Assignment:
Filter the listing below, please, and copy only the lines with the word "kitchen".
━━━ Input records
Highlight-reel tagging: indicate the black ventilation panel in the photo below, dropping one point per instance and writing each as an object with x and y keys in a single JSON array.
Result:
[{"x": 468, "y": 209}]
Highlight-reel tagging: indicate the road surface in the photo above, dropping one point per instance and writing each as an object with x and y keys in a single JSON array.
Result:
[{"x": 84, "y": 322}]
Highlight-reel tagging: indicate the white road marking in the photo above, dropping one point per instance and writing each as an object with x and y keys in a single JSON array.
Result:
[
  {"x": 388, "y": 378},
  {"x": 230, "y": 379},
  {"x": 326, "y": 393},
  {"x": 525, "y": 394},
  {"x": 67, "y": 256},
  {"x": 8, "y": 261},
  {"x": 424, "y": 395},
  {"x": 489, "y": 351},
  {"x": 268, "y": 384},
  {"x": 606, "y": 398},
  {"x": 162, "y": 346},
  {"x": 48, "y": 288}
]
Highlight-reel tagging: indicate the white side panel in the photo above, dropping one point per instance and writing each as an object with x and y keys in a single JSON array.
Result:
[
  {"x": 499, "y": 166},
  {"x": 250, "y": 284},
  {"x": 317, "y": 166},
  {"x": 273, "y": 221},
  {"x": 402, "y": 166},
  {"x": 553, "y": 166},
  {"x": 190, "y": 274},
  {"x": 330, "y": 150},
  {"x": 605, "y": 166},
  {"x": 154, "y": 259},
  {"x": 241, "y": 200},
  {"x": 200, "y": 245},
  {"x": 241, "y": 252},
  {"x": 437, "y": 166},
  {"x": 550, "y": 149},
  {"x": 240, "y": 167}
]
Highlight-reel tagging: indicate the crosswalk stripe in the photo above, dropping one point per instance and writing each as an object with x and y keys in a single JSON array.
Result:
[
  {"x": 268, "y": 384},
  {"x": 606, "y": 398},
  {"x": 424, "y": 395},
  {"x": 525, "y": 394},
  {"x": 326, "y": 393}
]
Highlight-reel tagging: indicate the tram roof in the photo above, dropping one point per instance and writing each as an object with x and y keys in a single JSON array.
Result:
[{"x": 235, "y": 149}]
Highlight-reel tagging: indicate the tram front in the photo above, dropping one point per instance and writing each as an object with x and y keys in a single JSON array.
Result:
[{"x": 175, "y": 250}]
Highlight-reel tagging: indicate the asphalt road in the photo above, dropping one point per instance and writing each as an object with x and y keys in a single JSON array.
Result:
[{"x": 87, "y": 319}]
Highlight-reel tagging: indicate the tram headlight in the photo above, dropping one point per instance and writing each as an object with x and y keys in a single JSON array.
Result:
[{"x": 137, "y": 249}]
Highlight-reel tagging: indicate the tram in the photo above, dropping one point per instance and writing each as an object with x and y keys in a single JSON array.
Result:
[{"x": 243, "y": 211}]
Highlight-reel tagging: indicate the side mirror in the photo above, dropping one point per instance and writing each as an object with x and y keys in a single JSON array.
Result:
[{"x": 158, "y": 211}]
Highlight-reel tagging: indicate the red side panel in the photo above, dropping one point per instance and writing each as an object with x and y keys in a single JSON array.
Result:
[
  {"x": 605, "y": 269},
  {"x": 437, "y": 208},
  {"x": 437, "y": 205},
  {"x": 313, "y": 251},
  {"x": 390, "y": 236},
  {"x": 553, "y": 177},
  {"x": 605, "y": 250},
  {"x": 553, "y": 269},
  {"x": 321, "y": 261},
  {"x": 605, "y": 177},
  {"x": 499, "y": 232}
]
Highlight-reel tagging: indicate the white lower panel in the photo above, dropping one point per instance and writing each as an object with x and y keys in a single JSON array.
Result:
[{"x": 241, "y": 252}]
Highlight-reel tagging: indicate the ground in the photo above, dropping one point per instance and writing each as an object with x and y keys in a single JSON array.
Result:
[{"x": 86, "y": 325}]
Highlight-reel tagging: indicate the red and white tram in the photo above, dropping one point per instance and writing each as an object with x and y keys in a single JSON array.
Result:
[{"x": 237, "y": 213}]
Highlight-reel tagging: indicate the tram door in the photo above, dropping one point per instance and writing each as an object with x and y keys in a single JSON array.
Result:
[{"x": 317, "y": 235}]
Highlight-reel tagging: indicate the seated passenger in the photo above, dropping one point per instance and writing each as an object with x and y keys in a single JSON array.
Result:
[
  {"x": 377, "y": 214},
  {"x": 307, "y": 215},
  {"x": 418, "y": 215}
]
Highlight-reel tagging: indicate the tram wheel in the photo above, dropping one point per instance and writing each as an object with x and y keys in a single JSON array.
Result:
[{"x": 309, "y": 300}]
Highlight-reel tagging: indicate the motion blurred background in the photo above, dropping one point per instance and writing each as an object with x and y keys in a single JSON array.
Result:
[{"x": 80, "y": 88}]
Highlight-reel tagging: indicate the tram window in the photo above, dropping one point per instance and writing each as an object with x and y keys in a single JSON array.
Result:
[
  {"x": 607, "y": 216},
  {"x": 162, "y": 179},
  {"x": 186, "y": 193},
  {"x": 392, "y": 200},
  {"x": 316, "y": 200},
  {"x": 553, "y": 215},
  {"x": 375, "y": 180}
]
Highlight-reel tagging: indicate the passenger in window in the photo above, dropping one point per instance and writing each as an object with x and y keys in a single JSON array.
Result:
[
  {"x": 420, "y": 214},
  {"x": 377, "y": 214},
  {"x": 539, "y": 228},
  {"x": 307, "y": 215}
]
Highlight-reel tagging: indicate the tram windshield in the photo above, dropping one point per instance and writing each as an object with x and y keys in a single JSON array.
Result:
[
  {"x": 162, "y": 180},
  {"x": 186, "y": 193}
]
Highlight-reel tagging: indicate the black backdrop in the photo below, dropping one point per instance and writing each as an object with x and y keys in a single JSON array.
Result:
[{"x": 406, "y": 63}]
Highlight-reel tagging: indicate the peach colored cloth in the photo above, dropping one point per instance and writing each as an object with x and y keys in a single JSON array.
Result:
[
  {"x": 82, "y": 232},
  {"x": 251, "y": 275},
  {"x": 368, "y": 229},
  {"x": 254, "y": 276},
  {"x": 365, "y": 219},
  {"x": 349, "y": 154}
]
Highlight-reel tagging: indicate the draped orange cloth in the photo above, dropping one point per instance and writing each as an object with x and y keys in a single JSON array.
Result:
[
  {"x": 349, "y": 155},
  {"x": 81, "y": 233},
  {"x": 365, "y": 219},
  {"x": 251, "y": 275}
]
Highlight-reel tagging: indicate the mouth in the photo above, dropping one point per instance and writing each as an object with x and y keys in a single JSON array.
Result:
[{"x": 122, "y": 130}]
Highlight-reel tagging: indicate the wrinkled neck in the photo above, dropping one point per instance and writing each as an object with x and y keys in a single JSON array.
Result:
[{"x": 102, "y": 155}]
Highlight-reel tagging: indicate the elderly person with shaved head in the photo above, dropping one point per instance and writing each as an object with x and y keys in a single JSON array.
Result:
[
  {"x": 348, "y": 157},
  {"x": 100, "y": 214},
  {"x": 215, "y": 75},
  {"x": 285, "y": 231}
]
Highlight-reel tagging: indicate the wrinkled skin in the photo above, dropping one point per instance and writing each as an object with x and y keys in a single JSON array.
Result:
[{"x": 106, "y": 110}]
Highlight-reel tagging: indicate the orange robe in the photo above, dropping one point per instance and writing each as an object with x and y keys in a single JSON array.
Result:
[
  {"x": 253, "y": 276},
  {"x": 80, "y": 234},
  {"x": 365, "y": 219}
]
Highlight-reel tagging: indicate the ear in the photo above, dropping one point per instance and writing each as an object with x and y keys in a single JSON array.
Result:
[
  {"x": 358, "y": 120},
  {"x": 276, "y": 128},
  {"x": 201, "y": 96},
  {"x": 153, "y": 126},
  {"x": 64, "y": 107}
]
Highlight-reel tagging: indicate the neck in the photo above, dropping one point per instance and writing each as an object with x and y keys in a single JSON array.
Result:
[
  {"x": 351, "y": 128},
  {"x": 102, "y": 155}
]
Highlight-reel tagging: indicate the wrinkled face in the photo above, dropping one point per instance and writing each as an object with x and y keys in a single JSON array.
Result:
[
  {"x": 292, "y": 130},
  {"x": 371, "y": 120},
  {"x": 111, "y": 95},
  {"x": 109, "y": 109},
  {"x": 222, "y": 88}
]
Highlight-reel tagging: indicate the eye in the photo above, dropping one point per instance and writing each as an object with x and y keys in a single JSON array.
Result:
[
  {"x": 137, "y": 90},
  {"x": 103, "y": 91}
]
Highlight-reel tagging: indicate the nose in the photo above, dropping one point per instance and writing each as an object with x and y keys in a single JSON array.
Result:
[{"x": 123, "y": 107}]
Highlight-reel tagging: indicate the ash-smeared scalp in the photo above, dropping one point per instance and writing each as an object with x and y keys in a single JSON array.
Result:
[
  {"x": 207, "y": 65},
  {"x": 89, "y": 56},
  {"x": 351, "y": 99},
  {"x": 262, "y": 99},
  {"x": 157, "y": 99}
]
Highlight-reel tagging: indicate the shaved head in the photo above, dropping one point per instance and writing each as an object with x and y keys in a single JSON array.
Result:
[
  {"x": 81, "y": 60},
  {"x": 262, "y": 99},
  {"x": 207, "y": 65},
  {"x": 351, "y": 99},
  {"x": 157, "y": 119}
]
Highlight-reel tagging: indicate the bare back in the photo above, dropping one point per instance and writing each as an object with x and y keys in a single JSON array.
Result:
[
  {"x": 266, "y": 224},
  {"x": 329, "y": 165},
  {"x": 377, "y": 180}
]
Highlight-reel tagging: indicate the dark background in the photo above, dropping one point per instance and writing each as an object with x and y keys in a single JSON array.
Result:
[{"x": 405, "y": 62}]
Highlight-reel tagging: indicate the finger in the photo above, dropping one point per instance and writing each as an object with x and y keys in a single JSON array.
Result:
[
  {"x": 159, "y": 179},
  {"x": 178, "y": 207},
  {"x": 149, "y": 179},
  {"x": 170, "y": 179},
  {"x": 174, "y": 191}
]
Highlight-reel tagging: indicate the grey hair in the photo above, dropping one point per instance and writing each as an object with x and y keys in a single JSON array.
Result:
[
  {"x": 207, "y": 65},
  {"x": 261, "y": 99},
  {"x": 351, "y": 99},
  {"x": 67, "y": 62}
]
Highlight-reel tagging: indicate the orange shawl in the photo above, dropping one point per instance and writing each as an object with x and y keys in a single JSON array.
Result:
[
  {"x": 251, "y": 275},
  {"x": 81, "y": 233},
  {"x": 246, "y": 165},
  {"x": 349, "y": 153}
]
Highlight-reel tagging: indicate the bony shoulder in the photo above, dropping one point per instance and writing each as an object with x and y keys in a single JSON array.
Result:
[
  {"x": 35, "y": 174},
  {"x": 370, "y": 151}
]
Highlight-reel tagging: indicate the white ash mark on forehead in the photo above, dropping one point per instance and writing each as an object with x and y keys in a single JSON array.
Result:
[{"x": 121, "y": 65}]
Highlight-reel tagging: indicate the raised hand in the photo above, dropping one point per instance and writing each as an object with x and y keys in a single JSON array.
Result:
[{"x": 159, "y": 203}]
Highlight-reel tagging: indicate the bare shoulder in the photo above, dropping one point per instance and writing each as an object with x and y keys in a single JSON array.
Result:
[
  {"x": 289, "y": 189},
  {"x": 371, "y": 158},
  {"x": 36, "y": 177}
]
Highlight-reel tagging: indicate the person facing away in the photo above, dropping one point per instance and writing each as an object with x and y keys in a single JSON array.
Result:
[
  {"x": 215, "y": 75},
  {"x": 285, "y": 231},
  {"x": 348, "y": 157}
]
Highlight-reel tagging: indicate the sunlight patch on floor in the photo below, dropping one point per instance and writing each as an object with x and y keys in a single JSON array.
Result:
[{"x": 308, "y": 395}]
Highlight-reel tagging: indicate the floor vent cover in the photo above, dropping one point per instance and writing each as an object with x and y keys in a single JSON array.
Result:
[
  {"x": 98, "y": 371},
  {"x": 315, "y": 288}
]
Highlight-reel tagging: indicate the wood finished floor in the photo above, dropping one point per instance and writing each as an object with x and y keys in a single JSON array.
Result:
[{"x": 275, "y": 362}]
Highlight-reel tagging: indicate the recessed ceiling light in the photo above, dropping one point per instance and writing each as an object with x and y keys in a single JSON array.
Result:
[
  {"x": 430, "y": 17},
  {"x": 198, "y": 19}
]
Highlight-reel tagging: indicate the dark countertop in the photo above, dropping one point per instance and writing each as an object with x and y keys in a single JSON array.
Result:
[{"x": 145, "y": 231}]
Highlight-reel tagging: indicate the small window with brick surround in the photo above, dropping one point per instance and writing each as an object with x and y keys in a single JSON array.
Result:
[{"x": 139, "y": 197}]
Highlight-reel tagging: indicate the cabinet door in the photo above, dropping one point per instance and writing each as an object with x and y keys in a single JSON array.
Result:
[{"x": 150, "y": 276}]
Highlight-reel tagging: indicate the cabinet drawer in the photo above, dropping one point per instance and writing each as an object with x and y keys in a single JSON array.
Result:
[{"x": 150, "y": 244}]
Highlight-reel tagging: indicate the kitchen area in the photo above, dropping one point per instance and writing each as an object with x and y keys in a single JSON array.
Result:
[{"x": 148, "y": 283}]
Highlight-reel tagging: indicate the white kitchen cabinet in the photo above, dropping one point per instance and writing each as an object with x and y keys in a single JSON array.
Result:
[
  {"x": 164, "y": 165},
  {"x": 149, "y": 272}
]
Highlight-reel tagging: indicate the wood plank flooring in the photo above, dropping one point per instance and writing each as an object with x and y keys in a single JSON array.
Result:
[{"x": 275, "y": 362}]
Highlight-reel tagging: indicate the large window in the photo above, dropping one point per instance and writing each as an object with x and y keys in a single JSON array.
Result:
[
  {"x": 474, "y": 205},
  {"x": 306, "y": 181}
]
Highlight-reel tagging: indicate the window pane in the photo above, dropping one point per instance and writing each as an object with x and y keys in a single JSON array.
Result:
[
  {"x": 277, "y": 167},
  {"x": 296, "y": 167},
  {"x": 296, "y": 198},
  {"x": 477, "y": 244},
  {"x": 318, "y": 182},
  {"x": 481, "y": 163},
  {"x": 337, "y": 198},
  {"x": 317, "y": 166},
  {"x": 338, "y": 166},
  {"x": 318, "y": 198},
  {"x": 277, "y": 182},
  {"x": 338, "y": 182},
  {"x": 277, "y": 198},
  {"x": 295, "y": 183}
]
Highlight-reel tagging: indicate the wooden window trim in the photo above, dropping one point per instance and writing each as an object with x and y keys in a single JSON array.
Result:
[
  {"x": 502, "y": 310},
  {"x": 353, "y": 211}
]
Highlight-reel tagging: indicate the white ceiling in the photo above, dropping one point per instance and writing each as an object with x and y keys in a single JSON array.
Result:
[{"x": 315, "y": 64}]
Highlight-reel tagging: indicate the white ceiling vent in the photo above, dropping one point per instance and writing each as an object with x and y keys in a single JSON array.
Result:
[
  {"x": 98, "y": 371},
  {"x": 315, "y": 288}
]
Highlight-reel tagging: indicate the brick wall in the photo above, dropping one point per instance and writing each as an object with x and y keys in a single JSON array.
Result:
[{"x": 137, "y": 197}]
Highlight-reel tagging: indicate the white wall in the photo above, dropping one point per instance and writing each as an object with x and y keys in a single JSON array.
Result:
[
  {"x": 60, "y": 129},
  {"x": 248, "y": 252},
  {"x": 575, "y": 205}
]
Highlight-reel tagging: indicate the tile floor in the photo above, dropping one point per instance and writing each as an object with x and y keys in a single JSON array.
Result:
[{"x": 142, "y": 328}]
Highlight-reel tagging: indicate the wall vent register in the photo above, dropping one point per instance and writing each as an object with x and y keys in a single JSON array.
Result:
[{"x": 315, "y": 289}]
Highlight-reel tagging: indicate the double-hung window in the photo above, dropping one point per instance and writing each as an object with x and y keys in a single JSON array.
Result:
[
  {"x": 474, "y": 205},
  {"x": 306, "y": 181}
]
━━━━━━
Answer space:
Highlight-reel tagging: indicate the kitchen area in the photo above, dropping one point per instance and writing each as an object with x and y keys in a single JSON array.
Highlight-reel tagging: indicate the white kitchen cabinet in the photo above, dropping one point per instance and writing each as an object with x and y keys in a single JSON array.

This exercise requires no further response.